Bounding box annotation records
================

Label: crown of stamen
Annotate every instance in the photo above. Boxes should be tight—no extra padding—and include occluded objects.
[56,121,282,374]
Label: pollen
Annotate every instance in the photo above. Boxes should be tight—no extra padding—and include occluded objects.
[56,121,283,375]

================

GOAL:
Update the records so that "occluded" reads "partly hidden" everywhere it appears, leaving everything else unchanged.

EXERCISE SOLUTION:
Label: crown of stamen
Annotate every instance in the photo above. Boxes should be tight—no extra padding—and include partly hidden objects.
[56,121,282,374]
Label: pollen
Annotate every instance in the photo above. Boxes should be tight—no extra padding—and include partly hidden objects.
[56,121,283,375]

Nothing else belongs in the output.